» Problem details:
Nothing but the lines from the one that contains "spot the car headlight." through the end of the listing should appear, set down exactly.

(Records)

+ + + +

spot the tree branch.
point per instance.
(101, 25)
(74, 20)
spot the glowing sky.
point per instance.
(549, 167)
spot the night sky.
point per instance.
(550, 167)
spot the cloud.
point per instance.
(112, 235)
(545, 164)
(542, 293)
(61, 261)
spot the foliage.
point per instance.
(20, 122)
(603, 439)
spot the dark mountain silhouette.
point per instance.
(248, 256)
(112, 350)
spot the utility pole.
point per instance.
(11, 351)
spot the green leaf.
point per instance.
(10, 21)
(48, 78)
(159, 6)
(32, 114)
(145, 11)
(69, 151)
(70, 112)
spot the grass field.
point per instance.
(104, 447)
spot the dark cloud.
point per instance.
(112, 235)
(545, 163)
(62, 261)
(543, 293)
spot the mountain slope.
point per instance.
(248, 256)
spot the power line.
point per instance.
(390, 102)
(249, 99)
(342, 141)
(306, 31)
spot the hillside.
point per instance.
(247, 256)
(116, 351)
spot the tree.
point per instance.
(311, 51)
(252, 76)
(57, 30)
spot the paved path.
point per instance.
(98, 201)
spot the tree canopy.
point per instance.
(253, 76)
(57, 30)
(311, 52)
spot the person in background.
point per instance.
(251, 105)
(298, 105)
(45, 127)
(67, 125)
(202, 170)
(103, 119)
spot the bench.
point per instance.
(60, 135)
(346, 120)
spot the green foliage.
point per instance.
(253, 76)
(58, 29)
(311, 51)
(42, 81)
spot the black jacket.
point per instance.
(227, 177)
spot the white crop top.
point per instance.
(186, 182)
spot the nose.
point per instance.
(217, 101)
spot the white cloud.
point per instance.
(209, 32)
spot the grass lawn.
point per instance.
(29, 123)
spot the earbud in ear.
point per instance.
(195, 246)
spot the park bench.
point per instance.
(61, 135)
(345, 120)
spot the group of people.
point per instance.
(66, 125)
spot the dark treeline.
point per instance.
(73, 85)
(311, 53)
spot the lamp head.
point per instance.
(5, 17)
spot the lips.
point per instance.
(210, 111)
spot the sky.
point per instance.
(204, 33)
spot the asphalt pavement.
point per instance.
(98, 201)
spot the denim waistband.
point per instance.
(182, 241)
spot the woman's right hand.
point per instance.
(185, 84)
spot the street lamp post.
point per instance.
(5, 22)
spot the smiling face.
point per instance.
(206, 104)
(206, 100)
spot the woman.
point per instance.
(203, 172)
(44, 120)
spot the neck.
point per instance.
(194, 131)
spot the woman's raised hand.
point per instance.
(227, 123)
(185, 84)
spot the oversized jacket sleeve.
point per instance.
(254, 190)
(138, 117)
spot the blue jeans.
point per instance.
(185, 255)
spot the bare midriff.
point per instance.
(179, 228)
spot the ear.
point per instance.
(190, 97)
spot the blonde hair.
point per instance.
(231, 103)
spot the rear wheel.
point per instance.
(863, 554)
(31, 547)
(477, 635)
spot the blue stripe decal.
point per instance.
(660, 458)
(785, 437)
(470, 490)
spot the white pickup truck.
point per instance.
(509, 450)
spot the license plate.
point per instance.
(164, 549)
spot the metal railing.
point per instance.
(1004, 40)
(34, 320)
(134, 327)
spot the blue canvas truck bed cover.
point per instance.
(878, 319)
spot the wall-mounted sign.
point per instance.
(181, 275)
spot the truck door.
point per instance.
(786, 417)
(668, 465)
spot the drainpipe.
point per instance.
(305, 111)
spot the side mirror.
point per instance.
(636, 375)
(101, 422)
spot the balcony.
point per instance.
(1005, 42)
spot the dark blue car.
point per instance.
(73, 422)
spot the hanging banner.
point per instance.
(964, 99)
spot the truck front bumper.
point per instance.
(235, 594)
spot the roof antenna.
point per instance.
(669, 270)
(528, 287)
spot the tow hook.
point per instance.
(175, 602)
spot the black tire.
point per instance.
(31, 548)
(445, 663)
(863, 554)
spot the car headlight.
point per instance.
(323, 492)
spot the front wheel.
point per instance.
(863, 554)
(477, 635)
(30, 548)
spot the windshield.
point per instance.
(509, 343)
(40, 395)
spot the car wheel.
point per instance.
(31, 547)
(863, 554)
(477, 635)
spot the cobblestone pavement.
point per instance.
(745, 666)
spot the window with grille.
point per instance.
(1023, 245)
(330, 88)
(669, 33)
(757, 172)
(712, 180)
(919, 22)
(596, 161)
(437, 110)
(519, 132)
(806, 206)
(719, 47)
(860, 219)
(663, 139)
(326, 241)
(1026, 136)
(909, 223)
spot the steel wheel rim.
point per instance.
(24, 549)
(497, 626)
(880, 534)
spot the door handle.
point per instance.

+ + + +

» Exercise output:
spot the car headlight.
point per instance.
(323, 492)
spot the front wheel.
point per instance.
(863, 554)
(477, 635)
(30, 548)
spot the windshield.
point per instance.
(509, 343)
(40, 395)
spot the car wheel.
point per instance.
(31, 547)
(863, 554)
(477, 635)
spot the cobblestone pavement.
point per instance.
(745, 666)
spot the window with grille.
point per instance.
(1023, 245)
(330, 88)
(669, 33)
(757, 172)
(712, 180)
(919, 22)
(596, 161)
(437, 110)
(519, 132)
(806, 206)
(719, 47)
(860, 219)
(663, 139)
(326, 241)
(1026, 136)
(909, 223)
spot the steel wheel rim.
point per instance.
(24, 549)
(497, 626)
(880, 534)
spot the door handle.
point per instance.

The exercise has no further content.